▶ _Brief_:
Gather every line in the listing below that contains the word "table", and copy each one. Matching is case-sensitive.

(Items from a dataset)
-- Begin --
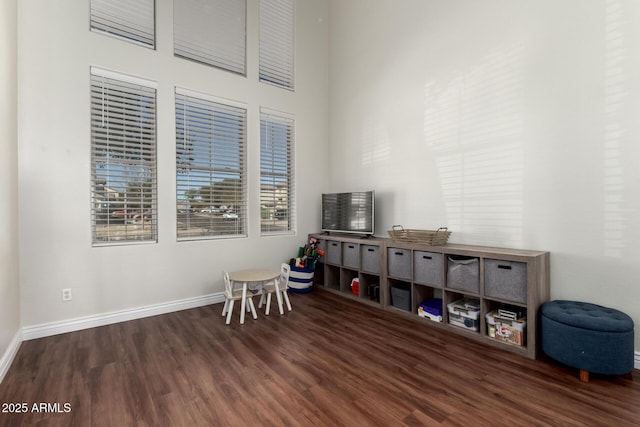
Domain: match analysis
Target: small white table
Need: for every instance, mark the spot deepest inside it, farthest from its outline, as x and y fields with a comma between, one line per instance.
x=256, y=275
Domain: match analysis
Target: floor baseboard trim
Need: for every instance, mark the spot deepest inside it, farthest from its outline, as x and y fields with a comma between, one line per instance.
x=10, y=354
x=80, y=323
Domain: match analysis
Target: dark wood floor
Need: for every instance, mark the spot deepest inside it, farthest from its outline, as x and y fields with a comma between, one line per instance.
x=329, y=362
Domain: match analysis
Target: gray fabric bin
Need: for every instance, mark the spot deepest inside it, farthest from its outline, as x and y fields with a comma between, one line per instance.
x=463, y=273
x=428, y=268
x=334, y=253
x=350, y=255
x=401, y=296
x=370, y=256
x=399, y=262
x=505, y=280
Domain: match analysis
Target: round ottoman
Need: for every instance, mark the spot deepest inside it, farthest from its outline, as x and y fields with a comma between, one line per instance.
x=588, y=337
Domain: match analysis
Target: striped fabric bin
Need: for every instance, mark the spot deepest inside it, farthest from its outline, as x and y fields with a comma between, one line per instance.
x=300, y=280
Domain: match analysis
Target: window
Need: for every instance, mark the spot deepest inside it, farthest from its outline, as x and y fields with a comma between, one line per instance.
x=123, y=158
x=211, y=139
x=277, y=195
x=132, y=20
x=212, y=32
x=277, y=24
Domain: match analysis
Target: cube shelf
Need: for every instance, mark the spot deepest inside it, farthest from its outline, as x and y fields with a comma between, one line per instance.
x=399, y=276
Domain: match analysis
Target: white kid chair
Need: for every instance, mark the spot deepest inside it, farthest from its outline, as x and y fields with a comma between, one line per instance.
x=231, y=295
x=282, y=285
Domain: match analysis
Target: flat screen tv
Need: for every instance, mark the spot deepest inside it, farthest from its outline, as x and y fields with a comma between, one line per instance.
x=348, y=212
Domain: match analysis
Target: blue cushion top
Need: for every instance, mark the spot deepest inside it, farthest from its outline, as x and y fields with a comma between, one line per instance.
x=587, y=316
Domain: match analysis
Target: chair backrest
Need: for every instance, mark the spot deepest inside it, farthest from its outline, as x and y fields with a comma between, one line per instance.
x=228, y=286
x=285, y=269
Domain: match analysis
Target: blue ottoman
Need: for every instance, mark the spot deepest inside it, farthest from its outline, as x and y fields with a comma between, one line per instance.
x=588, y=337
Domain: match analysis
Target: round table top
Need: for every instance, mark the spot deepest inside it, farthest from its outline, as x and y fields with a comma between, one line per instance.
x=254, y=275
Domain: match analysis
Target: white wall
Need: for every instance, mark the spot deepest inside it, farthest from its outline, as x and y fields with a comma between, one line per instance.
x=9, y=285
x=514, y=123
x=56, y=50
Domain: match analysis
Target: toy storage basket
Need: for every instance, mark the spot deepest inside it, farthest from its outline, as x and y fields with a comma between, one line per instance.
x=425, y=237
x=300, y=280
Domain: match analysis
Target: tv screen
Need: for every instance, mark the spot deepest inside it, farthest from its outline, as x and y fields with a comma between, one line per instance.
x=348, y=212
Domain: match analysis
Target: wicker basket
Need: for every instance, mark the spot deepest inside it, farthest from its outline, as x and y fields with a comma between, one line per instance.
x=426, y=237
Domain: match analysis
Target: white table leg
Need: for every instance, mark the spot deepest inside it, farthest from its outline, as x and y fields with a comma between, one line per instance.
x=279, y=296
x=243, y=303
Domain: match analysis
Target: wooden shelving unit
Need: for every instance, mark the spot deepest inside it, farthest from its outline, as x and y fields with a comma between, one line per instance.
x=497, y=277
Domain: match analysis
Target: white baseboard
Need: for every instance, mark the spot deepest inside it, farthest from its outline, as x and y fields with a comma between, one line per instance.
x=79, y=323
x=10, y=354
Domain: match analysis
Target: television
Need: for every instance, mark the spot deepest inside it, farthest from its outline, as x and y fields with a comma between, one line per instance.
x=348, y=212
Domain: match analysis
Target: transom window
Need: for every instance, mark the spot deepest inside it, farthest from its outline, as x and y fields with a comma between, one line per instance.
x=131, y=20
x=211, y=32
x=277, y=44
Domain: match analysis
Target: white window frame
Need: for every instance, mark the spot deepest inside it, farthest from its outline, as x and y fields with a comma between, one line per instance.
x=211, y=148
x=129, y=20
x=123, y=159
x=277, y=173
x=212, y=32
x=277, y=43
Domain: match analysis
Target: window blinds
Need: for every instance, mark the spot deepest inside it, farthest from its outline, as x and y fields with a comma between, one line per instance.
x=277, y=195
x=123, y=159
x=277, y=25
x=212, y=32
x=211, y=167
x=133, y=20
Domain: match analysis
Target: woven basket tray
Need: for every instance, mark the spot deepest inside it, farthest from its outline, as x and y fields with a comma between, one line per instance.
x=426, y=237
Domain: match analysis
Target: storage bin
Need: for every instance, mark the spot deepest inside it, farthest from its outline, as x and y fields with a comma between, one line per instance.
x=350, y=255
x=401, y=296
x=431, y=309
x=428, y=268
x=300, y=280
x=399, y=262
x=463, y=313
x=334, y=253
x=463, y=273
x=373, y=290
x=507, y=330
x=505, y=280
x=355, y=287
x=370, y=256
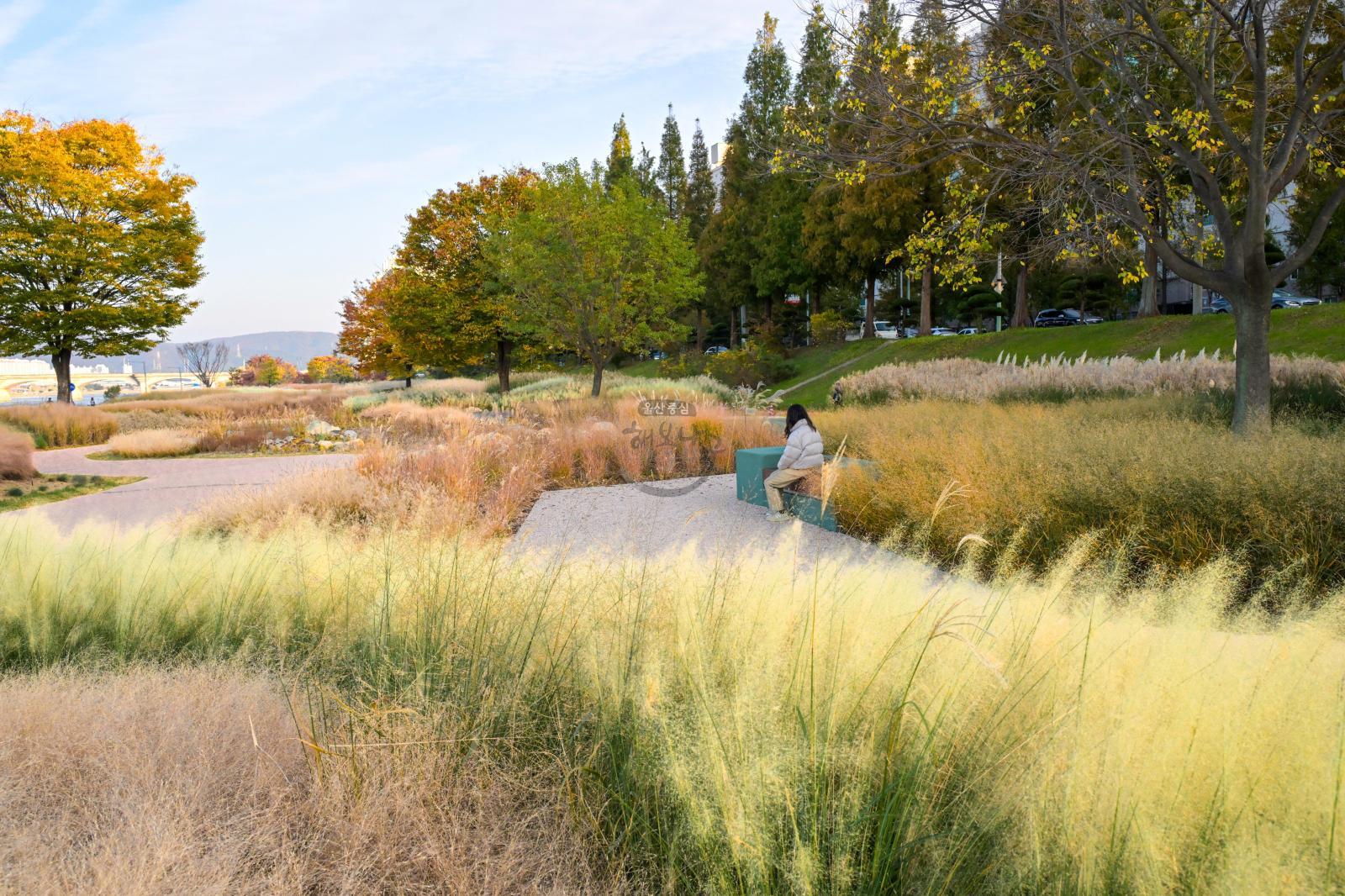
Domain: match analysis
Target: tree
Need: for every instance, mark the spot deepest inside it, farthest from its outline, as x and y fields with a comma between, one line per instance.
-- End --
▶ _Result for this task_:
Target: small white table
Target: round table top
Target: white table leg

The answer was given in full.